◆ Texte source:
☆ ☆ ☆ ☆ ☆

I'm your man de Maria Schrader [Cinéma]

Titre : I'm your man
Réalisé par : Maria Schrader
Date de sortie : 2022
Genre : Science-fiction
Durée : 1h45

Synopsis : 
Alma, brillante scientifique, se révèle être une parfaite candidate pour se prêter à une expérience : pendant trois semaines, elle doit vivre avec Tom, un robot à l’apparence humaine parfaite, spécialement programmé pour correspondre à sa définition de l’homme idéal. Son existence ne doit servir qu’un seul but : rendre Alma heureuse.

------------------------------------------------------------------------------

Alma, anthropologue de renom, est choisie comme testeuse experte par une entreprise qui vient de développer des robots androïdes programmés de bout en bout pour devenir l'âme sœur de l'humain qui leur sera associé. A force de questionnaires, d'entretiens et d'examens, la firme apprend tout ce qu'il y a à savoir sur vous et vos besoins pour concevoir le programme le plus personnalisé, le plus adapté, le plus assorti à qui vous êtes et ce à quoi vous aspirez. Sceptique, Alma se rend au premier rendez-vous avec ce partenaire particulier (rires), et se retrouve franchement décontenancée, pour ne pas dire rebutée, par le caractère lisse, profondément gentil, impossible à vexer du robot qui lui fait face, Tom. Ce dernier tente de la séduire par des moyens encore très maladroits, mais qui s'affineront au fil du temps, promet-il, au grand dam d'Alma qui ne parvient à aucun instant à voir derrière tout ce miel autre chose qu'une supercherie algorithmée. Bon an mal an, l'anthropologue finit par ramener l'androïde chez elle, pour un test d'une durée de trois semaines. Mais bien qu'elle aspire, au fond, plus que tout à trouver l'amour de sa vie, bien qu'elle crève de sa solitude et ce peu importe combien de fois elle s'échinera à le nier, ou peut-être même à cause de ça précisément, elle se braque dès que Tom semble lui apporter le moindre fragment de joie, se défie de lui, l'évite, le rejette. C'est du toc, tout ça, se dit-elle face aux innombrables attentions aimantes du robot, à son intelligence de plus en plus fine, au charme croissant duquel il imprègne son quotidien. Mais son pragmatisme, son rationalisme froid sauront-ils l'emporter sur les qualités littéralement infaillibles de Tom ?

☆ ☆ ☆ ☆ ☆

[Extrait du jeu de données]
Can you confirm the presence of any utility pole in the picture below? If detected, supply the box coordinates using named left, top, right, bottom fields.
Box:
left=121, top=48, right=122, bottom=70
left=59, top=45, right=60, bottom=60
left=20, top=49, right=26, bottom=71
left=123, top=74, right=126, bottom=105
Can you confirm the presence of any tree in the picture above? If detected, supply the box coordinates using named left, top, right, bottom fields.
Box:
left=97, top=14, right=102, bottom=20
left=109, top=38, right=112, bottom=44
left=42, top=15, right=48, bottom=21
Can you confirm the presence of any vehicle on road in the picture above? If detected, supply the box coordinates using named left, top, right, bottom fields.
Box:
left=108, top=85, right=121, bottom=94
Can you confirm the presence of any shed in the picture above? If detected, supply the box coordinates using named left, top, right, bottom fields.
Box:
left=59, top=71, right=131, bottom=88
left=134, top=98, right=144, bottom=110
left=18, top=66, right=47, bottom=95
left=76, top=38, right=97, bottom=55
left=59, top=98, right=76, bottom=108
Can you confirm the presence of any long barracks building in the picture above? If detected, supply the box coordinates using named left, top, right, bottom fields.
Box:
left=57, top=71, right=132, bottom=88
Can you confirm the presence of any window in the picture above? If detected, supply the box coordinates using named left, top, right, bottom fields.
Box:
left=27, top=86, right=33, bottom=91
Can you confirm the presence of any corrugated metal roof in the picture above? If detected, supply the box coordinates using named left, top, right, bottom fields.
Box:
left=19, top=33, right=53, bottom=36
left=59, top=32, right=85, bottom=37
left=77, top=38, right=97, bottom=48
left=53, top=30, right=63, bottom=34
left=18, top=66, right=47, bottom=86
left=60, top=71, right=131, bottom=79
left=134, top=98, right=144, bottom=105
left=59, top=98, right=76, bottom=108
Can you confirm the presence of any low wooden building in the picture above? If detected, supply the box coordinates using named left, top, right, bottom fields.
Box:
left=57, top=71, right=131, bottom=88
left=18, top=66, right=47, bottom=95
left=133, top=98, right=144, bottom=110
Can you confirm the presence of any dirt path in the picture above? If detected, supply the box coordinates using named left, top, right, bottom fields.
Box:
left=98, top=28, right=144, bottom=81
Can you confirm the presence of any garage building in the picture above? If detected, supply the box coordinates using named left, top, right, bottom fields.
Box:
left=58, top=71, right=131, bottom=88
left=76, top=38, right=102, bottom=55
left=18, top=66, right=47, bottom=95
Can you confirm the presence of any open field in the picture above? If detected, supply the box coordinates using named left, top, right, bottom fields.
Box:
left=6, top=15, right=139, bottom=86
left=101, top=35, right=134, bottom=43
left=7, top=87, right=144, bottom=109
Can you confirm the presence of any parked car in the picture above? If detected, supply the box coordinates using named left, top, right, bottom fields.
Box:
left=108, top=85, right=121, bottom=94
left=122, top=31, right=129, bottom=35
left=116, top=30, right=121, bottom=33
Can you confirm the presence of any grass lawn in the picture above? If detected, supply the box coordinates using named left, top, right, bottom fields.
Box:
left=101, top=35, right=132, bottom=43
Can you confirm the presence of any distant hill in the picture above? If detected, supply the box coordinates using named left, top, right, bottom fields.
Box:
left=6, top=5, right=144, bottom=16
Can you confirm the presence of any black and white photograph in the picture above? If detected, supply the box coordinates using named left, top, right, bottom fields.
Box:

☆ ☆ ☆ ☆ ☆

◆ Consignes de l'exercice:
[1] Transcrivez fidèlement le passage de la critique du film I'm your man qui va de « I'm your man de » à « rendre Alma heureuse. ».
[2] Rédigez la suite de la critique du film I'm your man, en reprenant là où elle s'interrompt.

◆ Réponses aux consignes:
[1]
I'm your man de Maria Schrader [Cinéma]

Titre : I'm your man
Réalisé par : Maria Schrader
Date de sortie : 2022
Genre : Science-fiction
Durée : 1h45

Synopsis : 
Alma, brillante scientifique, se révèle être une parfaite candidate pour se prêter à une expérience : pendant trois semaines, elle doit vivre avec Tom, un robot à l’apparence humaine parfaite, spécialement programmé pour correspondre à sa définition de l’homme idéal. Son existence ne doit servir qu’un seul but : rendre Alma heureuse.

[2]
Ce qui frappe avant tout avec le film, c'est sa finesse d'écriture, la subtilité avec laquelle il nourrit son sous-texte de multiples insinuations, de précieux sous-entendus, sans jamais avoir à tout expliciter, ce qui charge d'autant plus les dialogues de sens et d'émotion. Je pense à une scène particulièrement troublante qui retourne avec brio les rôles attendus pour tenir un propos aussi tacite que saisissant autour du consentement, ou à la réplique d'un personnage qui pourrait paraître anodine ou étonnante quand on ne s'y arrête pas, mais qui fait en réalité référence au racisme qu'il a subi toute sa vie. Le fait qu'il ne précise pas "c'est parce que je suis noir qu'on m'a dit ça" rend sa remarque encore plus marquante, encore plus amère, encore plus sincère et crédible. Et c'est tout le film qui est écrit comme ça : les choses sont là, palpables, sensibles, et c'est au spectateur non pas de remplir des lignes manquantes au scénario, mais d'ouvrir les cases soigneusement conçues par les dialogues, de soulever les trappes, d'aller fabriquer avec ses émotions à lui les émotions cachées des personnages. C'est aussi impliquant qu'émouvant, aussi valorisant que saisissant, et ça fait du film une expérience intime, personnelle : le film a besoin de nous, de notre regard attentif, de notre cœur ouvert, pour que tout soit dit, pour que toutes ses dimensions existent et s'épanouissent.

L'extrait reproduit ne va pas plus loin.